- What is asked
Reproduce the passage from the Terminator 3 white paper between "Besides the inevitable" and "a computing cluster.", inclusive, with no changes.

- Supplied passage
Search This Site Search This Site
 
About Solutions Products Partners How To Buy News/Events Support Home
     
  News/Events  
     
The Unified Wire Engine

Introducing Terminator 3

A Chelsio Communications White Paper

Abstract
Today’s enterprise networking landscape is highly fragmented. A typical enterprise operates multiple independent infrastructures for storage (usually a Fibre Channel storage area network), computing (usually InfiniBand or Myrinet high speed interconnects), and TCP/IP networking (over Ethernet). Consolidating these infrastructures into one unified network has many rewards, both monetary and in ease of administration and management. To realize this vision of a unified wire, Chelsio Communications introduces its latest protocol engine, the Terminator 3 (T3) ASIC. T3 is architected to be a unified wire enabler, capable of simultaneously supporting the different applications, while individually matching the performance and capabilities of each specialized network. In addition, T3 introduces unique features to enhance Ethernet’s capabilities, and to support a large number of different uses in line card and intermediate box configurations.

Introduction
Many IT departments have to deploy multiple independent physical infrastructures, in order to support the various applications needed by the enterprise. Thus, a typical enterprise network would consist of a separate storage area network (SAN), usually using Fibre Channel, a separate interconnect network for computing (using a specialized fabric such as Myrinet or InfiniBand), in addition to the ubiquitous Ethernet network for internal TCP/IP networking and Internet connectivity.
Besides the inevitable historical legacy aspects, this separation was essentially dictated by two factors:

  • First, the different applications have different characteristics and requirements, which need to be properly supported by the underlying networking technologies. For instance, storage requires a high bandwidth, reliable infrastructure, while computing requires a very low latency interconnect.
  • Second, the interfaces to the different networks differed. Storage may use SCSI for block access over a SAN, while computing applications use remote direct memory access (RDMA) to communicate over a computing cluster.

- Dataset entries
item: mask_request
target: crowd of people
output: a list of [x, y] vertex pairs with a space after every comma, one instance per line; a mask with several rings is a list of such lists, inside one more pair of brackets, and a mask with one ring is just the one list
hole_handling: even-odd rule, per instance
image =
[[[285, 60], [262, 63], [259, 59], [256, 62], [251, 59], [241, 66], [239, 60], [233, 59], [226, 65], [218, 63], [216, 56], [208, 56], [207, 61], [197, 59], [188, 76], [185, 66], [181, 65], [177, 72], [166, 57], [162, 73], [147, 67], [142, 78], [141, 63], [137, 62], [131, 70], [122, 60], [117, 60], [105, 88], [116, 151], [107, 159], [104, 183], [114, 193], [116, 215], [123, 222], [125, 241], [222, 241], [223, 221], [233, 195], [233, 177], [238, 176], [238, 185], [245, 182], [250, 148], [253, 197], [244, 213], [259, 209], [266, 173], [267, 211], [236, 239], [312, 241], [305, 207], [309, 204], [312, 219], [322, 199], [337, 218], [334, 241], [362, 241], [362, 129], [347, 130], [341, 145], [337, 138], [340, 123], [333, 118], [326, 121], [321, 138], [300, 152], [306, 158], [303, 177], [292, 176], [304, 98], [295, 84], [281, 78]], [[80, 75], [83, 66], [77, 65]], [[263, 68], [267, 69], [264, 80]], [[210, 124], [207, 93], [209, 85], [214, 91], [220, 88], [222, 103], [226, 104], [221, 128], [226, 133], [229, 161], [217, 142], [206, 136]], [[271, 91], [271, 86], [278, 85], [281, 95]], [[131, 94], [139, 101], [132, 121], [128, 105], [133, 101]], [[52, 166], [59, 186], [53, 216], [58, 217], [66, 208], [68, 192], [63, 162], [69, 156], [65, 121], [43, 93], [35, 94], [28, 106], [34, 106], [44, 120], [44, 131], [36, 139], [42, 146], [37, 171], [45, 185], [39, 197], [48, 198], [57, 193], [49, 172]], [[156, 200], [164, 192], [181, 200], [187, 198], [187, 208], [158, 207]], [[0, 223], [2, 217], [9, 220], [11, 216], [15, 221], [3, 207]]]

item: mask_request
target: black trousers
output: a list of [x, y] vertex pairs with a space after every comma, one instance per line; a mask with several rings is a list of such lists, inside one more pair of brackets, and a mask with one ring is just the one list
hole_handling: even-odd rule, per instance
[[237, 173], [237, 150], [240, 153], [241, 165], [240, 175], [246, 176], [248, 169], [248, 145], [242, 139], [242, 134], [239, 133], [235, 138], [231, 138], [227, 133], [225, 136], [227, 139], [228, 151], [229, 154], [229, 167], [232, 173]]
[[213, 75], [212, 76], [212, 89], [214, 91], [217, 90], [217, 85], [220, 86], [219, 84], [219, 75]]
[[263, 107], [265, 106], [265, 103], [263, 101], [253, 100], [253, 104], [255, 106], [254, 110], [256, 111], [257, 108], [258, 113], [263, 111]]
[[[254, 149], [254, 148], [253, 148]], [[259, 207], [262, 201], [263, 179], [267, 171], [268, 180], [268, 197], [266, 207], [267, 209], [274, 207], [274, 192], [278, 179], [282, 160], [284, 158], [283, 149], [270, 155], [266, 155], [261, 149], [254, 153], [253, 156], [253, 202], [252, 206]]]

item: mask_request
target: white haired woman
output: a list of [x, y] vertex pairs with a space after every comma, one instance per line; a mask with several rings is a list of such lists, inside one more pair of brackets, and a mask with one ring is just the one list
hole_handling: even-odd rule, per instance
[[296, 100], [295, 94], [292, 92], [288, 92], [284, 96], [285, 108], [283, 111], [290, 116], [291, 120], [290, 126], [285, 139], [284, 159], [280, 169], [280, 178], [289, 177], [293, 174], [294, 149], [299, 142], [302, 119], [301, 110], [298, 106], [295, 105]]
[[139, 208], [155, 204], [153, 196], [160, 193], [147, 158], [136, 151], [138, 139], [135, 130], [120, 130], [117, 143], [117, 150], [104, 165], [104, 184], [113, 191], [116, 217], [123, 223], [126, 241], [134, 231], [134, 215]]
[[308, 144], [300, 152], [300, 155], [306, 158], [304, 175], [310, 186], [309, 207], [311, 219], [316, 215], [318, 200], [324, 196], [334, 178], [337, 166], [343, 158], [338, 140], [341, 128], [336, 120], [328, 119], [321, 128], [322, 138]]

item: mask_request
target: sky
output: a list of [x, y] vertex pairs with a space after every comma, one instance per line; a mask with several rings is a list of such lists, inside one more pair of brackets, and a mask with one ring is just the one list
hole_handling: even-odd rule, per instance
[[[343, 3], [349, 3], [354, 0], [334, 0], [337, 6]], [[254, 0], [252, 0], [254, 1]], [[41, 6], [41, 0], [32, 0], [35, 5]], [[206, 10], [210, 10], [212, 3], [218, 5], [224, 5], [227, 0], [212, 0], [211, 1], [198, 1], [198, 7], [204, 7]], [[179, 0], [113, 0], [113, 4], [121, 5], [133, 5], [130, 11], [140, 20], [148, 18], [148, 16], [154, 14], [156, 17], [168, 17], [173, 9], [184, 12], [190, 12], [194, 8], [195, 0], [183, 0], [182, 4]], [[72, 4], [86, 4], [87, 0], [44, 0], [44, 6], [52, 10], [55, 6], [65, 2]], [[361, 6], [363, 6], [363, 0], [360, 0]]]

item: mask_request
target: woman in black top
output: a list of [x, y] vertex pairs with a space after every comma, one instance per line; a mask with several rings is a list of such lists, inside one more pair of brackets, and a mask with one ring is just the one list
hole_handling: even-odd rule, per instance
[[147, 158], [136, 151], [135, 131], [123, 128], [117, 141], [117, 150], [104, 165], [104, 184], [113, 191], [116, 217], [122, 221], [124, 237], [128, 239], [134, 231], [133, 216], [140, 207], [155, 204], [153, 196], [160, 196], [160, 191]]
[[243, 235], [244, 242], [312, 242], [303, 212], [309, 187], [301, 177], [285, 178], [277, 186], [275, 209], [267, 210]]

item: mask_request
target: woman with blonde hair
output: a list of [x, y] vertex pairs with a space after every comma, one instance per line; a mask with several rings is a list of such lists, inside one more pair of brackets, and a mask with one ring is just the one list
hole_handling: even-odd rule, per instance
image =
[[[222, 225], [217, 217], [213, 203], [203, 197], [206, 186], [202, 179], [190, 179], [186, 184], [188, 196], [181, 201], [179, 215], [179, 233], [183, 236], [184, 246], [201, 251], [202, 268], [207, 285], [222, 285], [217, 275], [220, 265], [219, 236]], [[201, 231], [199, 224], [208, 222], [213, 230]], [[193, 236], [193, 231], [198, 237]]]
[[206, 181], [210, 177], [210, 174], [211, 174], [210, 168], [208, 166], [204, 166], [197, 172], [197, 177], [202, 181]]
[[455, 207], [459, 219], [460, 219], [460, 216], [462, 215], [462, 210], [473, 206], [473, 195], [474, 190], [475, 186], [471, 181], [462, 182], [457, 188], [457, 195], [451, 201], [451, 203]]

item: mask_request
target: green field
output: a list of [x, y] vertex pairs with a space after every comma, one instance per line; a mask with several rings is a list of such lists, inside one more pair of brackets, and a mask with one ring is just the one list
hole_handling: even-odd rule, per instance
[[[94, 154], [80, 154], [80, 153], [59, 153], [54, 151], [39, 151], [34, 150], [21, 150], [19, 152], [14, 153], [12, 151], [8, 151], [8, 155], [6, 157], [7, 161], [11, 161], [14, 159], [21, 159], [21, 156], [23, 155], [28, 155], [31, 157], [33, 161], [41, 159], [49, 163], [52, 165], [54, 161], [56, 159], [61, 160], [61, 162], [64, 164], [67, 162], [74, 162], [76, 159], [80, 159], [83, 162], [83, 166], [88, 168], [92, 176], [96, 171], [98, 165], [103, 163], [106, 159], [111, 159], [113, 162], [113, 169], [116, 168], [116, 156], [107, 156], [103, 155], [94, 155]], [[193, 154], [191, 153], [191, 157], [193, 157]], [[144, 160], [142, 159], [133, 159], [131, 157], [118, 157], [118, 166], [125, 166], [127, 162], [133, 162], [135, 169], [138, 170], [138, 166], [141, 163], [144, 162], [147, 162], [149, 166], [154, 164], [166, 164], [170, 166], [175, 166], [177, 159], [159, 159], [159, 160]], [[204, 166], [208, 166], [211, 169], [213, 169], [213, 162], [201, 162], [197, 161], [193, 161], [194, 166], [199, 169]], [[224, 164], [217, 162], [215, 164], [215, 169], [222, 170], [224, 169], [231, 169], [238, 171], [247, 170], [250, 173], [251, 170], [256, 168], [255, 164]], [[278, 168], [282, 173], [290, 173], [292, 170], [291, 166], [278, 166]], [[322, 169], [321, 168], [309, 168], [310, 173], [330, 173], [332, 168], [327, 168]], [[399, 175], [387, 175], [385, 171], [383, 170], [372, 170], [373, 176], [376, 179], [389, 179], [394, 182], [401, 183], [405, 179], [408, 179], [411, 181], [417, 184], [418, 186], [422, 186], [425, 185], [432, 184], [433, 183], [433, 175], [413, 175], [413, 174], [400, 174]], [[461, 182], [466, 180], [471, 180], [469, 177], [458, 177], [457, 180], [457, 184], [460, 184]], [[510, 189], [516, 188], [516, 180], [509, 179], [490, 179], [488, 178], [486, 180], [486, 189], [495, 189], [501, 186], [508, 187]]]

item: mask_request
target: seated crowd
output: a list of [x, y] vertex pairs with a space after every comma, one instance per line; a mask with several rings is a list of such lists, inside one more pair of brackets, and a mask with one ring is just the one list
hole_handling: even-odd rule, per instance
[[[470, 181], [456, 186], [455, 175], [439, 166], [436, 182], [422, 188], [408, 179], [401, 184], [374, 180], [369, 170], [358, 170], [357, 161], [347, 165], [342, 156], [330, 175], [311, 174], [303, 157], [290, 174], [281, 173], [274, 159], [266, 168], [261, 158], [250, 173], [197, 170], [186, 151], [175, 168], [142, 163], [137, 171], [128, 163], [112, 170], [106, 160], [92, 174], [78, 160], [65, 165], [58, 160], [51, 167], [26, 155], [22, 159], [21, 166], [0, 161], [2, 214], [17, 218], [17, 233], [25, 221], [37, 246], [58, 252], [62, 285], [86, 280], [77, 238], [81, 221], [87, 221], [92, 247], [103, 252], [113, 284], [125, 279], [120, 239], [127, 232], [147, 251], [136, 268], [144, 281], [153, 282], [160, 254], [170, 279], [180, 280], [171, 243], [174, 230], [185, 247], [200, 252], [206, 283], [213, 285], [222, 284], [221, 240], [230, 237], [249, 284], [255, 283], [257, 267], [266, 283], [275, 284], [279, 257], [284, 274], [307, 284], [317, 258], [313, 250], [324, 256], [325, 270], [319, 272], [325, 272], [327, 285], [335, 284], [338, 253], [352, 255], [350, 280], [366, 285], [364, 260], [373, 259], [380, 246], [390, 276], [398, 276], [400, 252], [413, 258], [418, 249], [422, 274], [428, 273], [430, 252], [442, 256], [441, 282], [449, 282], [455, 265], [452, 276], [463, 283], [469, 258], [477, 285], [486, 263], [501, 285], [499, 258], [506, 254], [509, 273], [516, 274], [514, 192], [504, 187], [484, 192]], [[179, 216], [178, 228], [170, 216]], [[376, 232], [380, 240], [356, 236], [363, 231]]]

- Exercise response
Besides the inevitable historical legacy aspects, this separation was essentially dictated by two factors:

  • First, the different applications have different characteristics and requirements, which need to be properly supported by the underlying networking technologies. For instance, storage requires a high bandwidth, reliable infrastructure, while computing requires a very low latency interconnect.
  • Second, the interfaces to the different networks differed. Storage may use SCSI for block access over a SAN, while computing applications use remote direct memory access (RDMA) to communicate over a computing cluster.